What you need to do:
Rewrite the lines of the records below as a JSON list of strings, one string per line, leaving out blank lines.

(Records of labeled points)
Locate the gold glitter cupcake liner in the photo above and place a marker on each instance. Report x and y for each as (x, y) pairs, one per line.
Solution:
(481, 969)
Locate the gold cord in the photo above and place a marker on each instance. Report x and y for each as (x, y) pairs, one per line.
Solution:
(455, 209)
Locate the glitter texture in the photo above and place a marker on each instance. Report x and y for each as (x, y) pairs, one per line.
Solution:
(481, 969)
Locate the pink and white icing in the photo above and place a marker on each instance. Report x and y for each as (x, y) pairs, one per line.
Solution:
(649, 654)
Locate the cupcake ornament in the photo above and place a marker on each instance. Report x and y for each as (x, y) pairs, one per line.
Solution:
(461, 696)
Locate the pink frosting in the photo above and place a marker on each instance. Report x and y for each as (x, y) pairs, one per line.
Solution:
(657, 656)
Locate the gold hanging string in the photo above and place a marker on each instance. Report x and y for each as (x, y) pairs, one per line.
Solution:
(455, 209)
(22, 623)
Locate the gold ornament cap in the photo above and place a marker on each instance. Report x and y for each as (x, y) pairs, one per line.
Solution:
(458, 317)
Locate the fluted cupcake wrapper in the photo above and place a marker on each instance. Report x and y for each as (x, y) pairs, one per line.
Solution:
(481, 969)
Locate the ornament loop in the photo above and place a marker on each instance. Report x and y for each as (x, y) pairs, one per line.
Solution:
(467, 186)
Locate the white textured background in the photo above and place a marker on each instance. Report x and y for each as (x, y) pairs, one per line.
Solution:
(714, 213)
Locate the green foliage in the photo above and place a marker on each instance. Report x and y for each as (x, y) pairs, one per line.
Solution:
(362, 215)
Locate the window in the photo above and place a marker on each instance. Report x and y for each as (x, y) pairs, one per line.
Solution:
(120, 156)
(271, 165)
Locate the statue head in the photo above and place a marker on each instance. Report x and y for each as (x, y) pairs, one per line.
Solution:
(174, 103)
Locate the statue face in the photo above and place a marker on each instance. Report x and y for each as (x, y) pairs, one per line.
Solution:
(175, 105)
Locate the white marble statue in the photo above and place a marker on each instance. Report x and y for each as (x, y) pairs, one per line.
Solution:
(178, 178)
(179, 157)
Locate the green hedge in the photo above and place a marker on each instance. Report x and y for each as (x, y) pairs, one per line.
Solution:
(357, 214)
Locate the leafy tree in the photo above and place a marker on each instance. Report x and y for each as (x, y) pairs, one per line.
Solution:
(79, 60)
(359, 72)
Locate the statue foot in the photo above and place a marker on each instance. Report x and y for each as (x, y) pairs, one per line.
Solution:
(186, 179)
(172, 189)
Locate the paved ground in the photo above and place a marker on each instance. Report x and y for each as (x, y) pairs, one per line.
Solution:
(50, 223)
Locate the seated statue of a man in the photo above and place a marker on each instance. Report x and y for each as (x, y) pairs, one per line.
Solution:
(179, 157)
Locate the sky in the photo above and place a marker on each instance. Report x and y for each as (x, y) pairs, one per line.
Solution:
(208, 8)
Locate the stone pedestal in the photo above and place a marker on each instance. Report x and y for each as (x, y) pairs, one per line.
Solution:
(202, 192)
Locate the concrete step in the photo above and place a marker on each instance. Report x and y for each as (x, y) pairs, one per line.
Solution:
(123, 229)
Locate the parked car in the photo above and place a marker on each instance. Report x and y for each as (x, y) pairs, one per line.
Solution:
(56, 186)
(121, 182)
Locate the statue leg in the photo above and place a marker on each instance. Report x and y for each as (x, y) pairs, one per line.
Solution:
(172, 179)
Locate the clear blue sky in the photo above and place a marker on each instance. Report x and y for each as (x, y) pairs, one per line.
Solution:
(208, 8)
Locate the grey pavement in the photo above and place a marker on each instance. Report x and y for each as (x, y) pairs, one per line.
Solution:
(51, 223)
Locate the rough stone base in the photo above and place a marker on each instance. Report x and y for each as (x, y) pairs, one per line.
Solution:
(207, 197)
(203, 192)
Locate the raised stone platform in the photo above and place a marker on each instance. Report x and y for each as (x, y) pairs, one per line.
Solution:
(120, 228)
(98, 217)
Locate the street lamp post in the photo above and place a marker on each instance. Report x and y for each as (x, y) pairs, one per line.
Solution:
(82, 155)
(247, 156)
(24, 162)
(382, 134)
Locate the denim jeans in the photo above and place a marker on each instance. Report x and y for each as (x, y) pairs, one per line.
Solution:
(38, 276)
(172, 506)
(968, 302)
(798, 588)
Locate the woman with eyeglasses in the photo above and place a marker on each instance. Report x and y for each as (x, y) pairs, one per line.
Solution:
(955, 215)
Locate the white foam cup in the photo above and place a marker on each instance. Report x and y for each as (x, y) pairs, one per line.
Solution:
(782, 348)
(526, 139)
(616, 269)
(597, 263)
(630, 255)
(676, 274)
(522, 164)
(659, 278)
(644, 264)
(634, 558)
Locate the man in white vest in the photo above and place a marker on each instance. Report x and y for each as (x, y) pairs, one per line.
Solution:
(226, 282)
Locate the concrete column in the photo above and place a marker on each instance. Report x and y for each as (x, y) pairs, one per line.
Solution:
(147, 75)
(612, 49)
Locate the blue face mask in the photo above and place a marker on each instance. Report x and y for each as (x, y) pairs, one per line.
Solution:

Output below:
[
  "Locate the gold glitter cupcake liner in the photo above and place a marker on each instance. Report x and y for each as (x, y) pairs, one per line.",
  "Solution:",
  "(481, 969)",
  "Locate the gold cord in the photo above and place a marker on each instance. Report x and y for each as (x, y) pairs, one per line.",
  "Solution:",
  "(455, 209)",
  "Locate the glitter texture in the photo above and place a marker on each instance. Report x and y for each as (x, y) pairs, one per line.",
  "Solution:",
  "(481, 969)",
  "Locate the pink and white icing in the photo above and place a marker on each instance. Report x and y for each as (x, y) pairs, one per line.",
  "Solution:",
  "(649, 654)",
  "Locate the cupcake ornament in the photo above and place a marker on each instance. Report x and y for each as (x, y) pairs, one per line.",
  "Solution:",
  "(461, 696)",
  "Locate the pink frosting in the photo above and place a marker on each instance. Report x and y for each as (x, y) pairs, one per line.",
  "Solution:",
  "(657, 656)",
  "Locate the gold hanging string in the photo above and place a marker on each instance. Report x and y for each as (x, y) pairs, one per line.",
  "Solution:",
  "(455, 209)",
  "(22, 623)",
  "Locate the gold ornament cap in the photo above and place a marker on each instance. Report x and y for each as (x, y) pairs, one per line.",
  "Solution:",
  "(458, 317)",
  "Locate the fluted cupcake wrapper in the photo above and place a marker on each instance. Report x and y for each as (x, y) pairs, one per line.",
  "Solution:",
  "(481, 969)",
  "Locate the ornament loop in the photo above and place a marker on each instance. Report x and y for each as (x, y) pairs, one per line.",
  "Solution:",
  "(467, 186)",
  "Locate the white textured background in the photo above and place a marker on each instance. Report x and y for each as (x, y) pairs, one per line.",
  "Solution:",
  "(714, 213)",
  "Locate the green foliage in the photo above and place a marker on each instance. Report x and y for each as (x, y) pairs, one per line.",
  "Solution:",
  "(362, 215)",
  "Locate the window in the photo above and place a marker on each instance. Report x and y for each as (x, y) pairs, one per line.",
  "Solution:",
  "(120, 156)",
  "(271, 165)",
  "Locate the statue head in the photo above and place a marker on each instance. Report x and y for each as (x, y) pairs, one per line.",
  "Solution:",
  "(174, 103)",
  "Locate the statue face in the photo above and place a marker on each instance. Report x and y for each as (x, y) pairs, one per line.",
  "Solution:",
  "(175, 105)",
  "Locate the white marble statue in the photo above and place a marker on each instance. Report x and y for each as (x, y) pairs, one per line.",
  "Solution:",
  "(178, 178)",
  "(179, 157)",
  "Locate the green hedge in the photo above and place a marker on each instance. Report x and y for each as (x, y) pairs, one per line.",
  "Solution:",
  "(357, 214)",
  "Locate the leafy tree in the photo above and place a marker on each instance. Report x and y for each as (x, y) pairs, one per line.",
  "Solution:",
  "(79, 60)",
  "(359, 72)",
  "Locate the statue foot in the photo above and place a marker on each instance. Report x and y for each as (x, y) pairs, one per line.",
  "Solution:",
  "(186, 179)",
  "(172, 189)",
  "Locate the paved ground in the photo above and place a marker on each instance. Report x and y for each as (x, y) pairs, one per line.",
  "Solution:",
  "(50, 223)",
  "Locate the seated statue of a man in the photo above and place a marker on each instance. Report x and y for each as (x, y) pairs, one per line.",
  "Solution:",
  "(179, 157)",
  "Locate the sky in the photo above and place a marker on each instance. Report x and y for each as (x, y) pairs, one per line.",
  "Solution:",
  "(208, 8)",
  "Locate the stone pedestal in the photo above and place a marker on each instance. Report x and y for each as (x, y) pairs, one per line.",
  "Solution:",
  "(202, 192)",
  "Locate the concrete step in the photo above and place a marker on each instance. Report x and y for each as (x, y) pairs, one per line.",
  "Solution:",
  "(123, 229)",
  "Locate the parked car in the photo above and place a marker on each instance. Report x and y for each as (x, y) pairs, one per line.",
  "Solution:",
  "(56, 186)",
  "(121, 182)",
  "Locate the statue leg in the photo above and place a marker on each instance. Report x and y for each as (x, y) pairs, one per line.",
  "Solution:",
  "(172, 179)",
  "Locate the clear blue sky in the photo above and place a marker on each instance. Report x and y for each as (x, y) pairs, one per line.",
  "Solution:",
  "(208, 8)",
  "Locate the grey pavement in the photo above and place a marker on each instance. Report x and y for each as (x, y) pairs, one per line.",
  "Solution:",
  "(51, 223)",
  "Locate the rough stone base in the photo above and place a marker on each instance. Report x and y for each as (x, y) pairs, one per line.",
  "Solution:",
  "(207, 197)",
  "(203, 192)",
  "Locate the raised stone platform in the photo above and place a marker on each instance. Report x and y for each as (x, y) pairs, one per line.",
  "Solution:",
  "(120, 228)",
  "(98, 217)",
  "Locate the street lamp post in the photo above and place a marker on each instance. Report x and y for each as (x, y) pairs, one per line.",
  "Solution:",
  "(82, 155)",
  "(247, 156)",
  "(24, 162)",
  "(382, 134)",
  "Locate the denim jeans in the photo above and place a marker on each instance. Report x and y for each as (x, y) pairs, one per line.",
  "Solution:",
  "(38, 276)",
  "(172, 506)",
  "(968, 302)",
  "(798, 588)",
  "Locate the woman with eyeglasses in the photo above and place a marker on each instance. Report x and y for each as (x, y) pairs, one per line.",
  "Solution:",
  "(955, 215)",
  "Locate the white foam cup in the photo above and place a marker on each instance. Report x and y for each as (x, y) pairs, one per line.",
  "Solution:",
  "(782, 348)",
  "(526, 139)",
  "(616, 269)",
  "(597, 263)",
  "(630, 255)",
  "(676, 274)",
  "(522, 164)",
  "(659, 278)",
  "(644, 264)",
  "(634, 558)",
  "Locate the man in white vest in the photo above and place a marker on each instance. Report x and y for each as (x, y) pairs, one per line.",
  "Solution:",
  "(226, 282)",
  "Locate the concrete column in the photo above and place a marker on each instance. Report x and y for each as (x, y) pairs, one per line.",
  "Solution:",
  "(147, 75)",
  "(612, 49)",
  "Locate the blue face mask in the photo above and place a marker on each instance. Report x and y for each as (x, y) pairs, one per line.",
  "Solution:"
]